| What the exercise asks |
For each line below that holds the word "instance", make a copy.

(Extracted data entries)

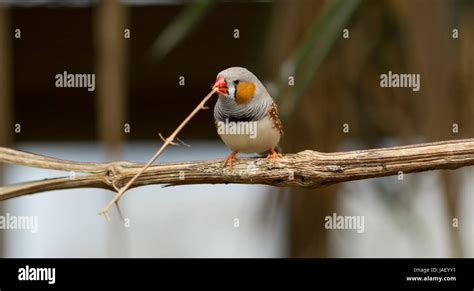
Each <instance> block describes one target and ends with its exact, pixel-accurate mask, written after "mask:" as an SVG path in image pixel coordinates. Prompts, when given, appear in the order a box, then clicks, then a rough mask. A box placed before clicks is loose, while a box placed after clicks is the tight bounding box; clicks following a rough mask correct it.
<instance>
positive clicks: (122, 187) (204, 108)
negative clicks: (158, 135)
mask: <svg viewBox="0 0 474 291" xmlns="http://www.w3.org/2000/svg"><path fill="white" fill-rule="evenodd" d="M217 90H218V88H213V89H212V90H211V92H209V94H207V96H206V97H204V99H203V100H202V101H201V102H200V103H199V105H198V106H196V108H194V110H193V111H192V112H191V113H190V114H189V115H188V117H186V119H184V121H183V122H181V124H180V125H179V126H178V128H176V129H175V131H173V133H172V134H171V135H170V136H169V137H168V138H166V139H164V138H163V136H162V135H161V134H160V137H161V138H162V139H163V140H164V142H165V143H164V144H163V145H162V146H161V147H160V148H159V149H158V151H157V152H156V153H155V155H154V156H153V157H152V158H151V159H150V160H149V161H148V162H147V163H146V164H145V166H143V168H141V169H140V171H138V172H137V173H136V174H135V176H133V178H132V179H130V180H129V181H128V182H127V184H125V186H123V187H122V188H118V187H117V184H115V183H114V184H112V186H113V187H114V189H115V190H116V191H117V194H115V196H114V197H113V198H112V200H110V202H109V203H108V204H107V205H106V206H105V207H104V208H102V209H101V210H100V211H99V214H103V215H104V216H105V218H106V219H107V220H110V219H109V216H108V215H107V213H108V211H109V209H110V207H112V205H114V204H115V205H117V210H119V212H120V208H119V205H118V201H119V199H120V197H122V195H123V194H124V193H125V191H127V190H128V189H129V188H130V187H131V186H132V185H133V183H134V182H135V181H136V180H137V179H138V177H139V176H140V175H141V174H143V172H145V171H146V169H148V168H149V167H150V166H151V164H153V162H155V161H156V159H157V158H158V157H159V156H160V155H161V153H163V151H164V150H165V148H166V147H167V146H168V145H170V144H175V143H174V142H173V141H174V139H175V138H176V136H177V135H178V133H179V132H180V131H181V130H182V129H183V128H184V126H185V125H186V124H187V123H188V122H189V121H190V120H191V118H193V117H194V115H196V113H198V111H199V110H201V109H208V108H207V107H205V106H204V105H206V102H207V100H209V98H211V97H212V95H214V93H216V92H217Z"/></svg>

| Solution to the exercise |
Each <instance> block describes one target and ends with its exact, pixel-accurate mask, written after "mask:" as an SVG path in image pixel coordinates. Prompts, when given, appear in the order a box, then clicks, then a rough mask. A box placed before clicks is loose, while a box placed after clicks is the tight bounding box; clicks following a rough mask correct it.
<instance>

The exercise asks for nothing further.